Data excerpts
▼

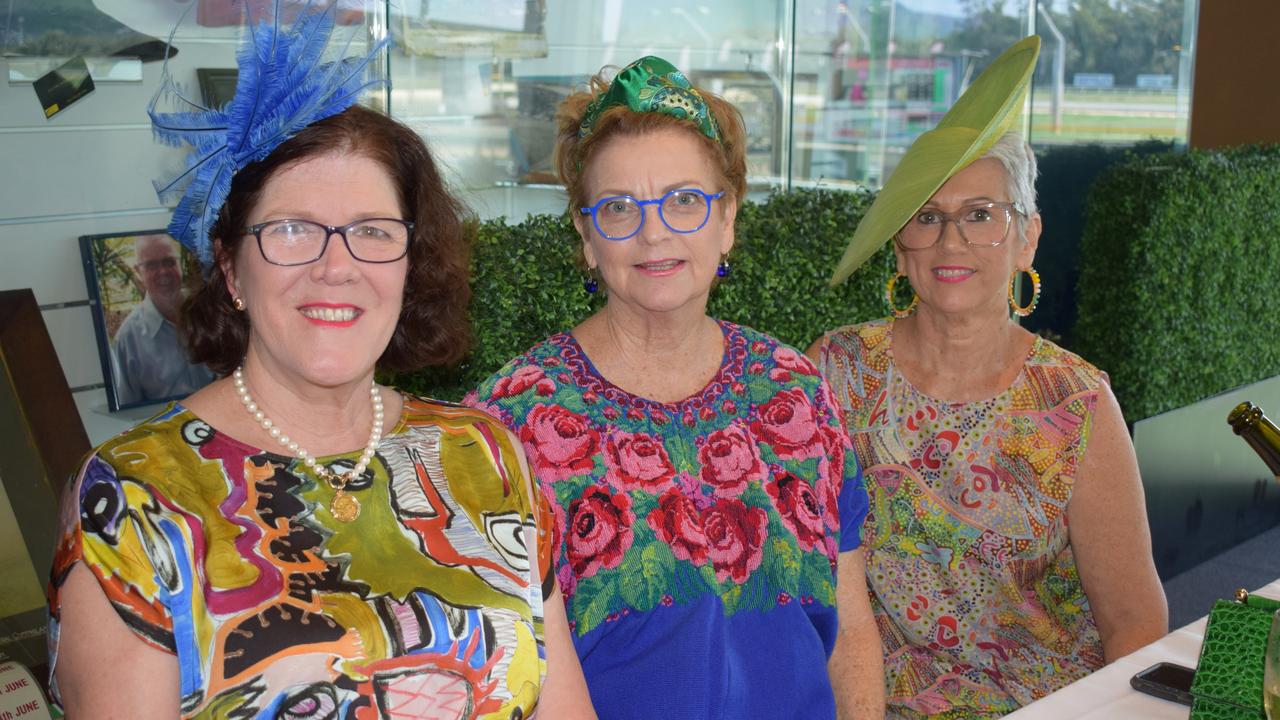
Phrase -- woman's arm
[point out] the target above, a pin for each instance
(1111, 541)
(856, 664)
(565, 691)
(104, 670)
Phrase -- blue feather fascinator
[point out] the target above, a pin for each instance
(283, 86)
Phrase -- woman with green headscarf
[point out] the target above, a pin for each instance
(1008, 545)
(705, 502)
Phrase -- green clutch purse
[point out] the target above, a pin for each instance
(1228, 683)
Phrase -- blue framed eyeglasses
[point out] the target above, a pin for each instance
(682, 210)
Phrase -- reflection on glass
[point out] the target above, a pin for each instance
(832, 91)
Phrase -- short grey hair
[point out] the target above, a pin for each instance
(1019, 162)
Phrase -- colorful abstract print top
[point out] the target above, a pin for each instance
(973, 582)
(426, 606)
(696, 541)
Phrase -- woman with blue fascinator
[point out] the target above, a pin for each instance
(704, 495)
(1008, 550)
(295, 540)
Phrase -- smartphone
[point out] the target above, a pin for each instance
(1165, 680)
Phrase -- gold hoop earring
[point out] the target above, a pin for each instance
(1013, 286)
(888, 297)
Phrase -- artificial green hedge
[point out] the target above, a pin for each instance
(528, 286)
(1180, 268)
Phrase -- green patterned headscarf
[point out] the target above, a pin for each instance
(652, 85)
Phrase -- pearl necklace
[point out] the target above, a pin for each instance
(344, 506)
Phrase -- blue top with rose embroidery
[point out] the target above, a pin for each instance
(696, 541)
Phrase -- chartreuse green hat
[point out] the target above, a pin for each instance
(984, 113)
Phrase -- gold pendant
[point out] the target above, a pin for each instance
(344, 507)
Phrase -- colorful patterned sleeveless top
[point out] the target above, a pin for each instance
(696, 540)
(973, 582)
(428, 605)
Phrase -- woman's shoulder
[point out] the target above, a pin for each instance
(862, 342)
(1047, 356)
(426, 411)
(868, 333)
(526, 368)
(174, 429)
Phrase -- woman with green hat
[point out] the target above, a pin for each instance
(1008, 550)
(704, 500)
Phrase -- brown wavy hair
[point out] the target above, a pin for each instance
(574, 154)
(432, 328)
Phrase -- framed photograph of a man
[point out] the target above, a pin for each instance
(136, 286)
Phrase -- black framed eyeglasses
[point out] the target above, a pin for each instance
(298, 242)
(682, 210)
(983, 224)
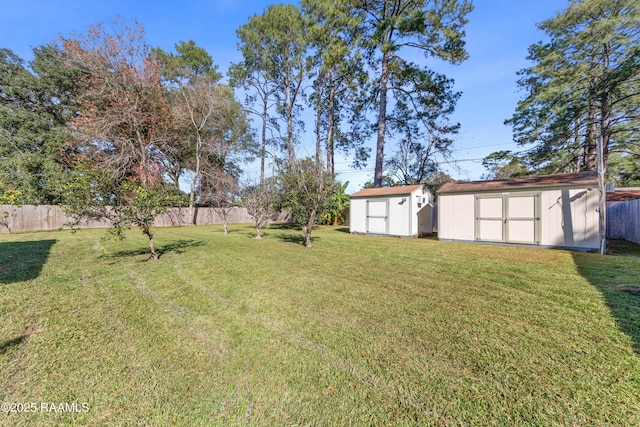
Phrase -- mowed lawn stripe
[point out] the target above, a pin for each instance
(227, 330)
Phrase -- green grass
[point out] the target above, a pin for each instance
(359, 330)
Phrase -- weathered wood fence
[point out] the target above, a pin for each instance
(44, 217)
(623, 220)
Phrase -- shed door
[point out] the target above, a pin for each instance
(377, 216)
(522, 220)
(490, 219)
(508, 218)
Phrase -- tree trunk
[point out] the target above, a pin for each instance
(194, 182)
(263, 149)
(330, 124)
(309, 228)
(153, 255)
(382, 121)
(605, 109)
(318, 127)
(289, 112)
(591, 153)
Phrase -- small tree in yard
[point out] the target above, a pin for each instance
(222, 193)
(93, 195)
(306, 191)
(258, 200)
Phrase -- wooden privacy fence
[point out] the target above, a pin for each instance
(45, 217)
(623, 220)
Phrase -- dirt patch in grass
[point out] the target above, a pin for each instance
(629, 289)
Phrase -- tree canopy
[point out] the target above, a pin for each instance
(583, 85)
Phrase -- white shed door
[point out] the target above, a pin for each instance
(522, 219)
(508, 218)
(377, 216)
(490, 219)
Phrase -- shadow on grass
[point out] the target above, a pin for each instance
(20, 261)
(617, 277)
(179, 246)
(14, 342)
(284, 226)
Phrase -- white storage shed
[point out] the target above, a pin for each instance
(547, 211)
(404, 211)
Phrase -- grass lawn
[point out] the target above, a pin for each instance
(359, 330)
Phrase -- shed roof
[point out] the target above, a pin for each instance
(569, 179)
(623, 195)
(387, 191)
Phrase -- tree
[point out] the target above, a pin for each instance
(413, 162)
(191, 77)
(504, 164)
(224, 196)
(338, 204)
(259, 202)
(306, 190)
(583, 85)
(35, 109)
(117, 167)
(423, 99)
(189, 64)
(340, 80)
(275, 45)
(252, 77)
(92, 194)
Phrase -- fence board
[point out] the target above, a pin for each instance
(46, 218)
(623, 220)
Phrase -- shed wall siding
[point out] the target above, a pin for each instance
(570, 218)
(456, 217)
(358, 216)
(399, 216)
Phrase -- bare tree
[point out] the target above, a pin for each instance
(259, 201)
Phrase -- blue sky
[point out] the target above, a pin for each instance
(498, 35)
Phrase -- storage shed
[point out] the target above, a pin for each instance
(548, 211)
(404, 211)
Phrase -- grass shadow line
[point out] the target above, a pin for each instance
(617, 277)
(21, 261)
(14, 342)
(178, 246)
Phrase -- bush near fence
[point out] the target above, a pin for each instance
(46, 217)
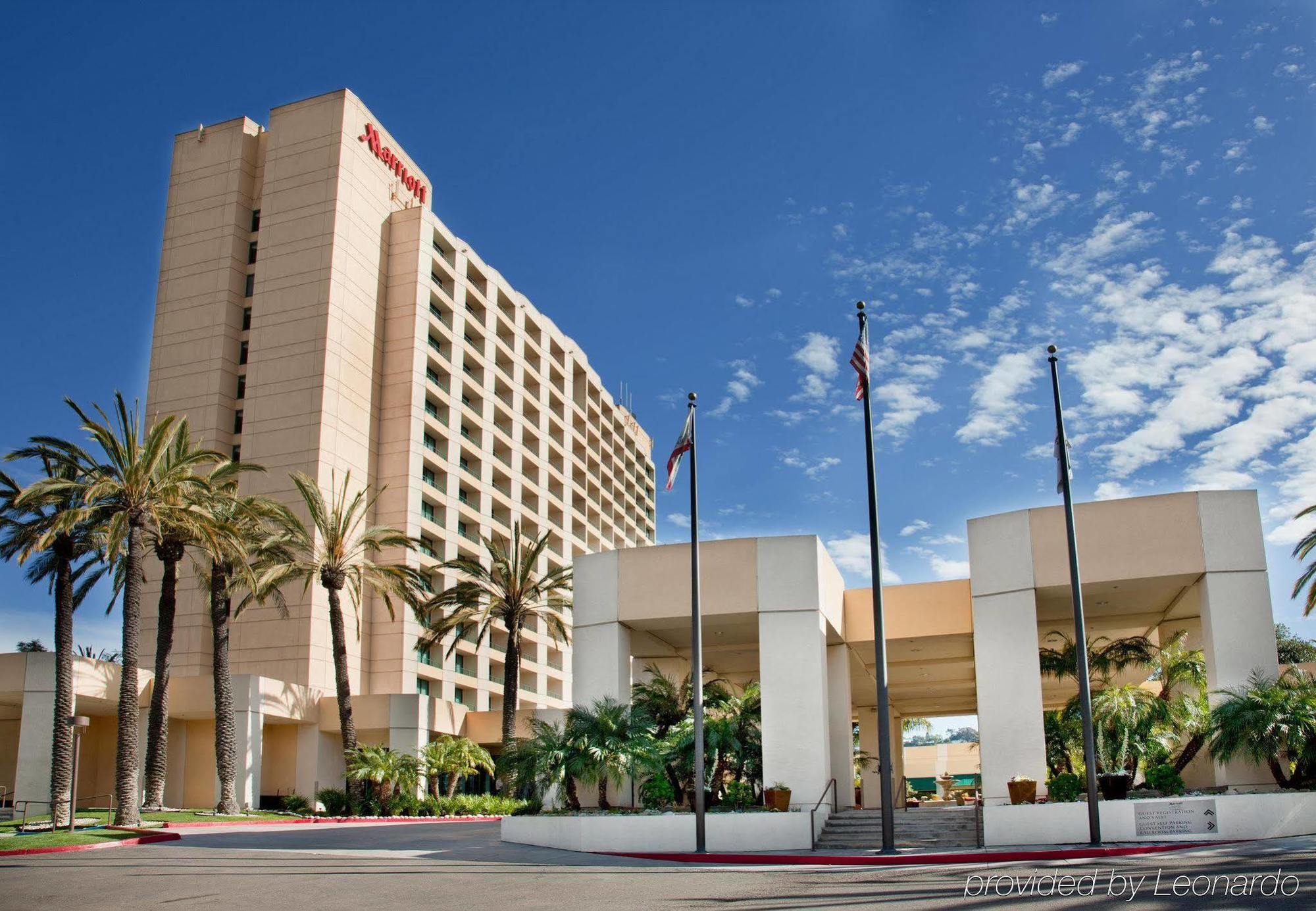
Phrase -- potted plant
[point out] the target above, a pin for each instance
(1114, 785)
(1023, 790)
(778, 797)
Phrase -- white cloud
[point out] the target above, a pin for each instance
(821, 357)
(915, 527)
(813, 469)
(852, 554)
(1063, 72)
(997, 407)
(1111, 490)
(739, 389)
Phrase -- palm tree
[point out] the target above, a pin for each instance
(1305, 549)
(388, 769)
(551, 757)
(340, 551)
(1182, 674)
(1271, 720)
(609, 739)
(455, 757)
(241, 565)
(1106, 657)
(189, 523)
(126, 494)
(68, 558)
(507, 591)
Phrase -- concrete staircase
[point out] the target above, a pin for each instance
(940, 828)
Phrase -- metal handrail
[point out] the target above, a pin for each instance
(73, 811)
(831, 785)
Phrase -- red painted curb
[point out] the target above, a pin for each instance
(60, 849)
(914, 860)
(297, 820)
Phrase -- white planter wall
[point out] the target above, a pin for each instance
(1240, 816)
(726, 832)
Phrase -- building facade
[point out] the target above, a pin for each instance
(315, 315)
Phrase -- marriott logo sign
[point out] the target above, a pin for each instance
(390, 159)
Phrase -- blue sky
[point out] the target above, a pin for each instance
(698, 194)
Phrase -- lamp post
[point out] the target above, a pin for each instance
(80, 723)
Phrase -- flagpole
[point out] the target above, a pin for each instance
(697, 645)
(1085, 691)
(880, 627)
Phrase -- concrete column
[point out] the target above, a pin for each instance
(1009, 678)
(602, 662)
(793, 666)
(840, 723)
(1238, 624)
(409, 727)
(1010, 691)
(249, 729)
(36, 726)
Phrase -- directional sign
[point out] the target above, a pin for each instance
(1163, 818)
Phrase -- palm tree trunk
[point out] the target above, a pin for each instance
(226, 732)
(127, 791)
(343, 685)
(1189, 752)
(511, 694)
(157, 722)
(63, 735)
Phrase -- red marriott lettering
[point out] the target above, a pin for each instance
(395, 164)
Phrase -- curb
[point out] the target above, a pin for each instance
(914, 860)
(310, 820)
(148, 837)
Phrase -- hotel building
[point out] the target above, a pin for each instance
(315, 315)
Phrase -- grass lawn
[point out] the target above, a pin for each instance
(172, 816)
(57, 839)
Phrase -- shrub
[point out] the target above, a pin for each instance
(1065, 787)
(295, 803)
(534, 807)
(406, 804)
(335, 800)
(740, 794)
(1165, 779)
(657, 793)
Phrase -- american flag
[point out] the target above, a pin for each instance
(685, 443)
(860, 360)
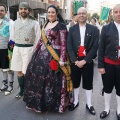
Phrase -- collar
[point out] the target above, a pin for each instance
(23, 20)
(83, 25)
(75, 22)
(117, 25)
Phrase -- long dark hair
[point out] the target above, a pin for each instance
(60, 18)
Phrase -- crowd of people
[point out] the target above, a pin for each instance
(51, 62)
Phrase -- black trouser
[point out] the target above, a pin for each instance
(87, 75)
(111, 78)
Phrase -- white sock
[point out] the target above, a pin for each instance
(107, 98)
(88, 97)
(118, 104)
(76, 94)
(10, 76)
(4, 75)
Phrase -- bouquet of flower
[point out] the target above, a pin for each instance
(54, 65)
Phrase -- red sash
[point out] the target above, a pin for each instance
(81, 51)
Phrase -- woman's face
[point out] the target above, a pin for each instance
(51, 14)
(92, 22)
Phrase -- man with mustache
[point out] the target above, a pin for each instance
(26, 34)
(82, 45)
(109, 61)
(5, 34)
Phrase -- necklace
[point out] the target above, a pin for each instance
(52, 21)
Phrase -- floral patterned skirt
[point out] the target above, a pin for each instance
(45, 90)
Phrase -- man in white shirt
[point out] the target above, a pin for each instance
(73, 22)
(6, 26)
(26, 34)
(109, 61)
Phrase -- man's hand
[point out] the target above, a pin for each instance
(102, 70)
(61, 63)
(81, 63)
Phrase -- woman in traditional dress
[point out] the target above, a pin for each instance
(47, 76)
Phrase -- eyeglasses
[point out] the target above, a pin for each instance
(2, 10)
(82, 13)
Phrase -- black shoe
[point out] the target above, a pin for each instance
(72, 107)
(118, 116)
(104, 114)
(18, 96)
(91, 109)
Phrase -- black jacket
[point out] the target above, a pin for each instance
(90, 42)
(109, 42)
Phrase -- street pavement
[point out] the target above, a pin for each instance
(12, 109)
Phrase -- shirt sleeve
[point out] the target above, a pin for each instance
(11, 29)
(37, 34)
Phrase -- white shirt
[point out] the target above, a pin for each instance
(11, 30)
(82, 34)
(118, 28)
(37, 32)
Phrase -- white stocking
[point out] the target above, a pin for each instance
(76, 94)
(118, 104)
(88, 97)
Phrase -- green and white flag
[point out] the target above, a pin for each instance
(104, 13)
(77, 5)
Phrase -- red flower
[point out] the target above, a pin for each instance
(54, 65)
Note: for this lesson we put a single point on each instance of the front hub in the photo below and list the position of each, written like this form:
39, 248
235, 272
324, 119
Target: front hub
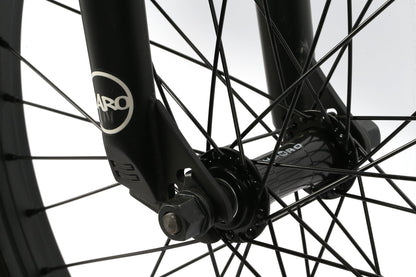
242, 183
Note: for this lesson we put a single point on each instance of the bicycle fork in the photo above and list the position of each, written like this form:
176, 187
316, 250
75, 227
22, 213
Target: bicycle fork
148, 154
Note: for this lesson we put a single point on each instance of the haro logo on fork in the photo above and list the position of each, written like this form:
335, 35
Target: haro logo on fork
114, 102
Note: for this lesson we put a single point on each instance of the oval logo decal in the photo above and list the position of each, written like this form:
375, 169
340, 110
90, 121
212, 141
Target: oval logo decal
114, 102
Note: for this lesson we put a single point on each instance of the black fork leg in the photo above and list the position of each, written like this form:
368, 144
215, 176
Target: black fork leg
292, 21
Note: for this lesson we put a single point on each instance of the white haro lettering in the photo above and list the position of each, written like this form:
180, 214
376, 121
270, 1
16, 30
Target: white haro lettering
121, 103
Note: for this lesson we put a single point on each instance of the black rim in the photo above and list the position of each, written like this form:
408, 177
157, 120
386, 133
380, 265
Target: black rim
23, 161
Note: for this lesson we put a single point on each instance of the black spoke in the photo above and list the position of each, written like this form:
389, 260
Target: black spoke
379, 117
256, 138
278, 255
380, 203
50, 83
312, 258
219, 51
214, 262
79, 197
162, 93
369, 227
342, 51
315, 235
342, 171
347, 234
298, 92
159, 260
244, 261
311, 197
192, 261
120, 256
232, 78
188, 58
64, 6
207, 63
13, 99
189, 114
391, 183
312, 69
230, 260
328, 235
303, 237
12, 157
293, 60
245, 255
349, 77
276, 58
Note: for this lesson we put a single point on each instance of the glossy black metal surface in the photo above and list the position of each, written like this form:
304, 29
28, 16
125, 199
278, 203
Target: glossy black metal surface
312, 143
145, 148
292, 21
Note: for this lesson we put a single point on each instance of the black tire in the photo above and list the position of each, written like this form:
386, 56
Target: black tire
21, 234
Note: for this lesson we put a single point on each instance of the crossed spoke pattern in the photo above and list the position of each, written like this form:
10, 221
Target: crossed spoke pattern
239, 254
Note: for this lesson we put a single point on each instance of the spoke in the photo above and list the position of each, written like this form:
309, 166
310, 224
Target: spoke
312, 258
392, 184
159, 260
276, 58
328, 235
219, 51
369, 227
214, 262
236, 253
315, 235
261, 137
311, 197
162, 92
207, 63
120, 256
380, 203
342, 51
50, 83
386, 140
215, 67
12, 157
302, 234
188, 58
293, 60
349, 78
381, 117
189, 114
238, 81
64, 6
227, 265
312, 69
245, 254
342, 171
347, 234
79, 197
278, 255
298, 92
12, 99
192, 261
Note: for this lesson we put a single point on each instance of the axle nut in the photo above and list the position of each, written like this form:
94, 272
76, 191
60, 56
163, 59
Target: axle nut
184, 216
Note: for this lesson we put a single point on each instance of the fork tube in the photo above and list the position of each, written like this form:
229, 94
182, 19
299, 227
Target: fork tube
293, 20
119, 52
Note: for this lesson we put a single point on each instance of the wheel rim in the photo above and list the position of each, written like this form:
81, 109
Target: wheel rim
272, 243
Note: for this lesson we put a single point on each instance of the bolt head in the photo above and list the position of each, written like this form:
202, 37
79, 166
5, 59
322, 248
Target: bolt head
171, 223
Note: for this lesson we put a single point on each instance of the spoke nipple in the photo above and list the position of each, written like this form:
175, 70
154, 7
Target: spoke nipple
4, 43
171, 223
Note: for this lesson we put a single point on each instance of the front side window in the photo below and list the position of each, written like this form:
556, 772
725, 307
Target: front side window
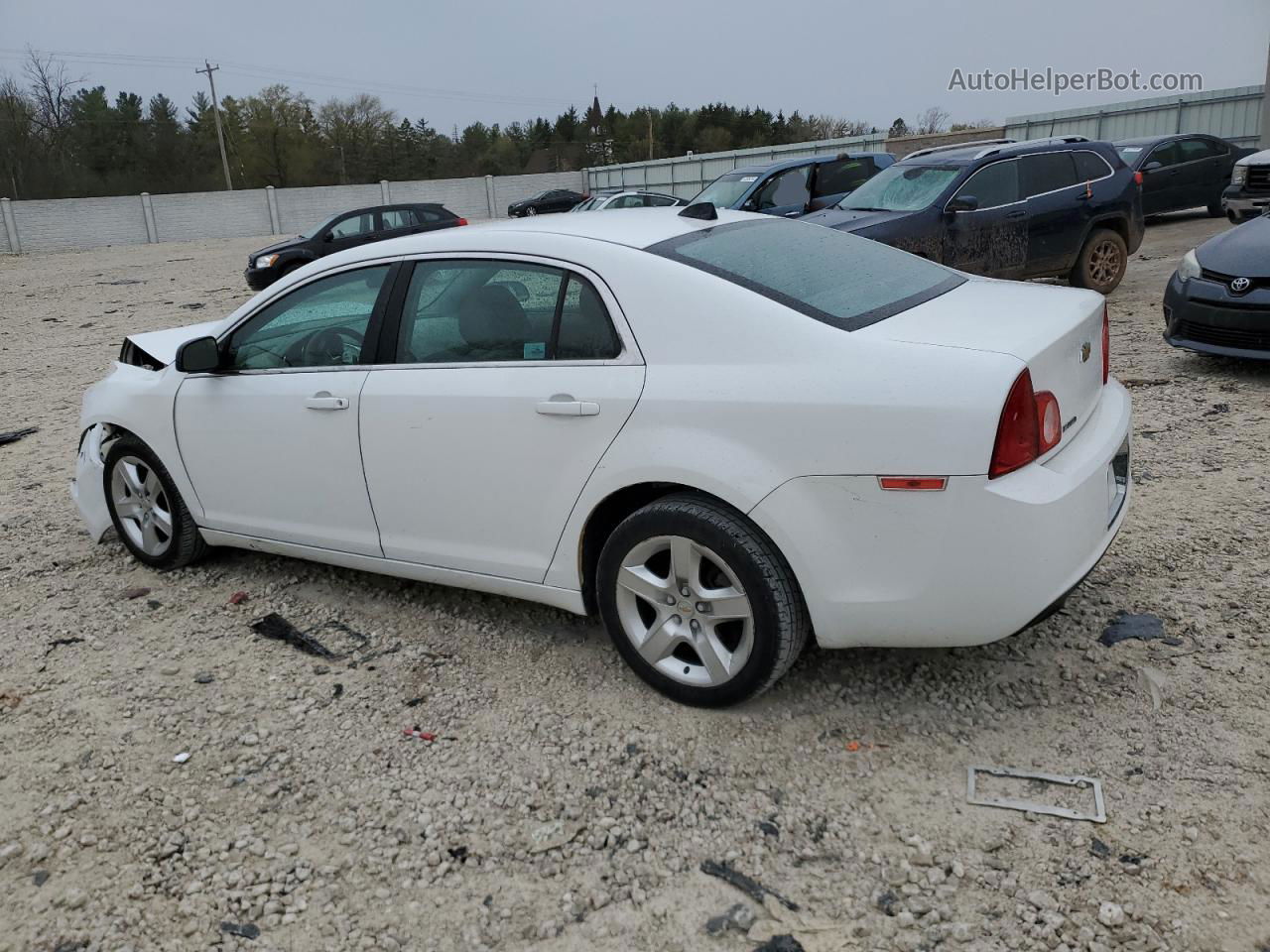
841, 280
479, 311
902, 188
1047, 172
354, 225
318, 324
785, 188
993, 184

▲

# TASK DETAILS
Going through the records above line by line, tally those with the word "headscarf" and answer with the number only.

# TASK RESULT
2